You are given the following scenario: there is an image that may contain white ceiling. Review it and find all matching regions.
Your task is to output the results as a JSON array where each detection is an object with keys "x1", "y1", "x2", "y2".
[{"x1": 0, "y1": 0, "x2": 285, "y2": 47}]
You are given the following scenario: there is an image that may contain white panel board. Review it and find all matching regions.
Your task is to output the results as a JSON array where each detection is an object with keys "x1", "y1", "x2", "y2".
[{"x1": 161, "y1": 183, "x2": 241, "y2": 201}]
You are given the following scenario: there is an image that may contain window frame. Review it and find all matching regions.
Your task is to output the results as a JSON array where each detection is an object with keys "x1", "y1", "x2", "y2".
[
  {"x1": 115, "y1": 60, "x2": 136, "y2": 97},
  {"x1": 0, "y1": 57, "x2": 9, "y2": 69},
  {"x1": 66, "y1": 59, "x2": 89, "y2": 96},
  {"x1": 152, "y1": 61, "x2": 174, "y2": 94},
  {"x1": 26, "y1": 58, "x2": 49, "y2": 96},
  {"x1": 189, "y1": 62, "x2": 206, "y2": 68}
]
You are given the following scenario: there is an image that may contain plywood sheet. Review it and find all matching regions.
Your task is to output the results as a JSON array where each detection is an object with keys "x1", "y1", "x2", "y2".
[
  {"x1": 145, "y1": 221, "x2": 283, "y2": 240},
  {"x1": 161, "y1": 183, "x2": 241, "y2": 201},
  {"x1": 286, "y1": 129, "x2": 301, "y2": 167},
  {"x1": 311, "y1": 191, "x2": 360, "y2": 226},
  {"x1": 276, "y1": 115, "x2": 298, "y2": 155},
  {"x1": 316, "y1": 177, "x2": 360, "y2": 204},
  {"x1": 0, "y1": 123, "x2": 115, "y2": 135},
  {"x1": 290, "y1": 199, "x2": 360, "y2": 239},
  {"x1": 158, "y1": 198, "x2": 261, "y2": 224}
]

=== WRITTEN INSTRUCTION ===
Could you repeat every one of the records above in full, the requests along with their answers, while scaling each bounding-box coordinate in the answers by 1.7 and rounding it to a whole number, with halves rounded up?

=== FINISHED EXERCISE ===
You are given the following scenario: there is an image that may contain white ceiling. Review it and find all matching regions.
Your task is to output the results as a JSON array where each detection is an object with keys "x1", "y1", "x2", "y2".
[{"x1": 0, "y1": 0, "x2": 485, "y2": 80}]
You are given the following scenario: there is an image that may contain white panel board. Review it and find all matching regions.
Your task is to output the results as a JSON array where each detection is an object with keys "x1", "y1", "x2", "y2".
[{"x1": 274, "y1": 311, "x2": 410, "y2": 342}]
You are given the following scenario: there is an image that may contain window frame. Review it and find all matching regions.
Your task is to output the results as a JSON array where each detection is an object with keys "x1", "y1", "x2", "y2".
[
  {"x1": 196, "y1": 102, "x2": 231, "y2": 165},
  {"x1": 0, "y1": 97, "x2": 15, "y2": 117},
  {"x1": 112, "y1": 100, "x2": 151, "y2": 163},
  {"x1": 258, "y1": 104, "x2": 296, "y2": 160},
  {"x1": 44, "y1": 99, "x2": 83, "y2": 163},
  {"x1": 321, "y1": 105, "x2": 350, "y2": 116}
]
You are given the following scenario: there is an image that may contain plywood sheet. Review it and find all matching regions.
Your task is to output the results as a JSON array where each detection is an object with keys "x1", "y1", "x2", "y2".
[
  {"x1": 247, "y1": 376, "x2": 481, "y2": 408},
  {"x1": 274, "y1": 311, "x2": 410, "y2": 342},
  {"x1": 486, "y1": 219, "x2": 512, "y2": 284},
  {"x1": 529, "y1": 325, "x2": 612, "y2": 384},
  {"x1": 469, "y1": 196, "x2": 507, "y2": 264},
  {"x1": 537, "y1": 301, "x2": 612, "y2": 347},
  {"x1": 0, "y1": 209, "x2": 196, "y2": 230},
  {"x1": 493, "y1": 338, "x2": 612, "y2": 406},
  {"x1": 269, "y1": 337, "x2": 444, "y2": 381}
]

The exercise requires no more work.